▸ **EXCERPTED TEXT**:
Another benefit to PCIe is backward compatibility. It saves users from having to through away their investment in older XQD memory cards. It can also allow firmware updates to permit devices to use newer cards.

In the future, new DSLR and MILC cameras will undoubtedly need faster and larger capacity memory cards to handle video past the current 8K (UHDTV) standard. In addition, as photographic sensors pack in more and more pixels, in order to keep continuous shooting speeds at ten to twelve or more frames per second, faster memory cards will be necessary.

CFast can't provide the speeds needed for the next generation of DSLRs, MILCs and video cameras, while XQD technology can. Hence the battle between the two memory card standards was over before it started, though apparently few understood that.

On September 7, 2016, a little more than a year ago, the CompactFlash Association (CFA) declared the end of CFast when they announced the new CFExpress family of memory cards. CFExpress memory cards are PCIe Generation 3 based and have a maximum theoretical interface speed of 1.0GB/second per lane of PCIe, much faster than CFast's speed limit. In addition, the CFA announced that they were immediately concentrating on “2 lane” and “4 lane” form factors. A two lane CFExpress memory card would have a theoretical maximum speed of 2.0GB/second, 3.33 times the top speed of CFast memory cards.

▸ **REQUIRED ACTION**: Name every kind of camera mentioned in the memory card text.

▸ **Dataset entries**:
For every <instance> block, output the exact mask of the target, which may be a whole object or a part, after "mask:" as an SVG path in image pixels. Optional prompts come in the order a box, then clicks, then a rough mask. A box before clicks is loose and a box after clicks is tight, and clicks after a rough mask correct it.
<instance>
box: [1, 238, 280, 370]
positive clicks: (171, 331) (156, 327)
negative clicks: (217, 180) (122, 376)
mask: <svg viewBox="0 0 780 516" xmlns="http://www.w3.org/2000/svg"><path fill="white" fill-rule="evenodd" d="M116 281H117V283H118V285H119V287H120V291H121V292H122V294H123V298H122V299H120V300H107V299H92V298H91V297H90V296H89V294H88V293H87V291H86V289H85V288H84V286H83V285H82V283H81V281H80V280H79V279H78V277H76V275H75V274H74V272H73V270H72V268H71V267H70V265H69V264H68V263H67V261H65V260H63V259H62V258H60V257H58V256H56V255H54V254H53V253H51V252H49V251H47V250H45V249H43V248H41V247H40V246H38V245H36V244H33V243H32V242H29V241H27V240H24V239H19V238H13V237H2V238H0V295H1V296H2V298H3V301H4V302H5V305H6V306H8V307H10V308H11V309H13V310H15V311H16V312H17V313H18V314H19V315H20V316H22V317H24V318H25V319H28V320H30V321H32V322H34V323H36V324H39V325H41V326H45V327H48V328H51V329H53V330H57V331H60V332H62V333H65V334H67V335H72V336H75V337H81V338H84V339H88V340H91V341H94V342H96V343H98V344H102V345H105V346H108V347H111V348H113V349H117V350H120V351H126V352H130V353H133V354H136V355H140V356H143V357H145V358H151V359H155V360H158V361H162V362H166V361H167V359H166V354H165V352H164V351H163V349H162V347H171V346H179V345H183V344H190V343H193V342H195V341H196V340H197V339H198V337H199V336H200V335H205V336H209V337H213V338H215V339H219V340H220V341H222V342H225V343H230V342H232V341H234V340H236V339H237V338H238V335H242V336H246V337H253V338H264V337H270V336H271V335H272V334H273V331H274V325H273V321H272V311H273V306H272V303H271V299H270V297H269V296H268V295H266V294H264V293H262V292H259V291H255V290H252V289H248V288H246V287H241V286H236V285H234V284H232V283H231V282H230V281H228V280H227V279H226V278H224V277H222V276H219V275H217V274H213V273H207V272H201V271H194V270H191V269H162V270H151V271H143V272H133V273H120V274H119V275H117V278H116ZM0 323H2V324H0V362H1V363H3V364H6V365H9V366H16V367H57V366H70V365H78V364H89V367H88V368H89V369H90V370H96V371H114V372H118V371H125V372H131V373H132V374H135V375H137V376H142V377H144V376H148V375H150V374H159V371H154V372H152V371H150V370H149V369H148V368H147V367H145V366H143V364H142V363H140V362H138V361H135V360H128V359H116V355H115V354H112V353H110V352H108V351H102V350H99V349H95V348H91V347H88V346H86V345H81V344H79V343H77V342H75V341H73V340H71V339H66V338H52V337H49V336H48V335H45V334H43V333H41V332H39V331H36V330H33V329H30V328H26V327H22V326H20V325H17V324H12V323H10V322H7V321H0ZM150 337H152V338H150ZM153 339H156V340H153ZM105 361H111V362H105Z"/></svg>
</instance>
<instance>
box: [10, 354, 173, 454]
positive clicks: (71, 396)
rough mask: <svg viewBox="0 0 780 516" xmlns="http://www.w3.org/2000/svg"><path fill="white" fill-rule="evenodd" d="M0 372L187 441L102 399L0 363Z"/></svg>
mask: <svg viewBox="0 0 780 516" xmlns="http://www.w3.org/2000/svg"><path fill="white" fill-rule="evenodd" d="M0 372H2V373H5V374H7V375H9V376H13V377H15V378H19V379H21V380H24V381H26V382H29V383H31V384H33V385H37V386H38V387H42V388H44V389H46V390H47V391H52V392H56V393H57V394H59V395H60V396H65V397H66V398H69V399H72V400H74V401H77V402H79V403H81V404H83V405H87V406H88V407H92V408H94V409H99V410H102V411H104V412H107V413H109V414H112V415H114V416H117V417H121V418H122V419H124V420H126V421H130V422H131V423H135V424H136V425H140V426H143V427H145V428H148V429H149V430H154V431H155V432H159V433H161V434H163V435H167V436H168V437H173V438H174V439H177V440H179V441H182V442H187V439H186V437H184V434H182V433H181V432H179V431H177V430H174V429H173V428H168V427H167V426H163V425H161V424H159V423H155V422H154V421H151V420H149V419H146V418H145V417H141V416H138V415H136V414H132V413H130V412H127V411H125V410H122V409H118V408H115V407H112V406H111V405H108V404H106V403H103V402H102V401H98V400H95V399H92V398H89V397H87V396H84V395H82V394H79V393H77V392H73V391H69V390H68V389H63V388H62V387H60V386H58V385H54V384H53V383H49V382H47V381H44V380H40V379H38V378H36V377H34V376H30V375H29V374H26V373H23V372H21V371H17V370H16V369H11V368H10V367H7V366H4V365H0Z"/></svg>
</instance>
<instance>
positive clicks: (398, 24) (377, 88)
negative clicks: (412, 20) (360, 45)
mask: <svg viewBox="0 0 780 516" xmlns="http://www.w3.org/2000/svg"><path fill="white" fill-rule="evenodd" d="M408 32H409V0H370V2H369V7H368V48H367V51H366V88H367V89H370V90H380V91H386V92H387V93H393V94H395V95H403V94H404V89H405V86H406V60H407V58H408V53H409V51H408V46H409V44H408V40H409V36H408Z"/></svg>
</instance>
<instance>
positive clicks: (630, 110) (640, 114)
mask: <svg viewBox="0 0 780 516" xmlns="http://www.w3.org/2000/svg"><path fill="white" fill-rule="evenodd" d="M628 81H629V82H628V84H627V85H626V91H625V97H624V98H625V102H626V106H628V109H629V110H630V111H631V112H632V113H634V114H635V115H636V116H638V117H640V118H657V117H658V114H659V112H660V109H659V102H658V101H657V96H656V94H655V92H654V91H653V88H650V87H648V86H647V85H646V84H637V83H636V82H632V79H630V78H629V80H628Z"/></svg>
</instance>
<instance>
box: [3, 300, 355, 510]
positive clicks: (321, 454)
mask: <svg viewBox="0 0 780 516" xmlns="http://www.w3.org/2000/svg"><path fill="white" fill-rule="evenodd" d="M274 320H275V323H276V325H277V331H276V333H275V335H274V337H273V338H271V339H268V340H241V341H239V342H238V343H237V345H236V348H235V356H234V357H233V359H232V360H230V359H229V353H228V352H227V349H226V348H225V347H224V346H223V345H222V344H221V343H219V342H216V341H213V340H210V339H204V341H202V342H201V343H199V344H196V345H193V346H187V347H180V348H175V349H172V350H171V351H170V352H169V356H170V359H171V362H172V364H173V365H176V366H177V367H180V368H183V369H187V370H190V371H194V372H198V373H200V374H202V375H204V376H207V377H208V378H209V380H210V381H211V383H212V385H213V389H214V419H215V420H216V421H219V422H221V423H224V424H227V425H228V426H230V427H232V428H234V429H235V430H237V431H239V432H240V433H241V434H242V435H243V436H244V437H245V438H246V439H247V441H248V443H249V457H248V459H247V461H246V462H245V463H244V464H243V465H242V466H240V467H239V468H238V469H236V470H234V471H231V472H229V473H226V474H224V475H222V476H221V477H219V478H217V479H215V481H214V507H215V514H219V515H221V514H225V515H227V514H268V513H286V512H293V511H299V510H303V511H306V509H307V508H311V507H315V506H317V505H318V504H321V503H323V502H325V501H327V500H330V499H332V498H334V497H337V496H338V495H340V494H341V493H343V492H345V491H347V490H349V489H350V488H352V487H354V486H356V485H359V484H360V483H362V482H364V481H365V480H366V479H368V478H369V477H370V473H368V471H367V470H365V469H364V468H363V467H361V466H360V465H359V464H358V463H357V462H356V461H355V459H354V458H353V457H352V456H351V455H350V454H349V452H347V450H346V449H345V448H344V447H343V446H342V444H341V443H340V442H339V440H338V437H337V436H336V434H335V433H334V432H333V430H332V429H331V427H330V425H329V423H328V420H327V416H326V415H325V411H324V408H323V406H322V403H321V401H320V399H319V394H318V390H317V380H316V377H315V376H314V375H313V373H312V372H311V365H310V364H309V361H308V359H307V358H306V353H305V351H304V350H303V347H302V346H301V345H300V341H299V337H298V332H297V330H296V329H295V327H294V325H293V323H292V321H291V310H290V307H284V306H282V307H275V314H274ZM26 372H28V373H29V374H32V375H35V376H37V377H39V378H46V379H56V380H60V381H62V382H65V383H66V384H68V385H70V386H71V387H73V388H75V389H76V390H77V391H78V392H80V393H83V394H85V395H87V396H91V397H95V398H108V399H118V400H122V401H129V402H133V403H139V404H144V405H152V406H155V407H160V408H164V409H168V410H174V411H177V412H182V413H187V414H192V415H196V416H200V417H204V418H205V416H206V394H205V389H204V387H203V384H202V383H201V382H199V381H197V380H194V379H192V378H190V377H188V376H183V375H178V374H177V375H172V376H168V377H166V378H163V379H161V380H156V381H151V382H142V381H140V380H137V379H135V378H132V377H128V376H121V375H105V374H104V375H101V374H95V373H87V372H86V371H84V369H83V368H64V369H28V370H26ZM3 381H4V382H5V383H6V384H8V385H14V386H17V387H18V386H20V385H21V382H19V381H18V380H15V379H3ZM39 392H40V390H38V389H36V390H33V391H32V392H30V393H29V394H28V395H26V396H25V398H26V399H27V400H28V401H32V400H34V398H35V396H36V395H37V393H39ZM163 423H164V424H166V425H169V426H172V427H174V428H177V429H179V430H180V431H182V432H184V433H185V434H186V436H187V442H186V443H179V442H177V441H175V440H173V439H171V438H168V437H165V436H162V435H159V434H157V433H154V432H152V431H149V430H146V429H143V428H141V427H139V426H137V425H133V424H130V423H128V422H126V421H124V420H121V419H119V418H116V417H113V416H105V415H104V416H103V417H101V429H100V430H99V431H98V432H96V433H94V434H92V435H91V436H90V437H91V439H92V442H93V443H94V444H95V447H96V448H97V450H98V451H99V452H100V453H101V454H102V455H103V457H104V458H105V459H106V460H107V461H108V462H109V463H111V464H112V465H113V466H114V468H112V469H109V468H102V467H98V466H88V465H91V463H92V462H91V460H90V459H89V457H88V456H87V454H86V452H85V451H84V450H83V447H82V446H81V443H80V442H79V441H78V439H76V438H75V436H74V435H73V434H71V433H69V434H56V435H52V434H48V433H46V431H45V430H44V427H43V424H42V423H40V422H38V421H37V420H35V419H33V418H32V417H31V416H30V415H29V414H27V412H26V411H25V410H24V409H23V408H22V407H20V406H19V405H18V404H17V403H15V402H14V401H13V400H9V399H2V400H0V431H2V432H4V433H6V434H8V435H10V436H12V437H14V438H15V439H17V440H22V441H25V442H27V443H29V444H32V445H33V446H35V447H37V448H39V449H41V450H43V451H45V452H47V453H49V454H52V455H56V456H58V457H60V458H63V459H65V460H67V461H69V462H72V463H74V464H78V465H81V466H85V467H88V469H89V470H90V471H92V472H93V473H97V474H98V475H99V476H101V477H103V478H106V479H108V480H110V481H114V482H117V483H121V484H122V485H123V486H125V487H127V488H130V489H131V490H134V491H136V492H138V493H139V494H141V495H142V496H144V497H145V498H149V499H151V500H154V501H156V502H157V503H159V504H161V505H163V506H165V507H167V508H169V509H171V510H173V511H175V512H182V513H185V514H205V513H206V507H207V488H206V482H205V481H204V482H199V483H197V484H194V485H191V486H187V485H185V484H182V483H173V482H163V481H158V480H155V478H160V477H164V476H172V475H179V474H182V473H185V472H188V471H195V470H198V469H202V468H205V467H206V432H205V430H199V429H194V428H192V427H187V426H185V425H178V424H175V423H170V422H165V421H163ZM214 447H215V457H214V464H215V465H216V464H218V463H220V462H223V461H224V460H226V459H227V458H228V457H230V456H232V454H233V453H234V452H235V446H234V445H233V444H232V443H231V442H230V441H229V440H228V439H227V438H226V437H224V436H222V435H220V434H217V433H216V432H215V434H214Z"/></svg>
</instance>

▸ **EXERCISE RESPONSE**: DSLR, MILC, video cameras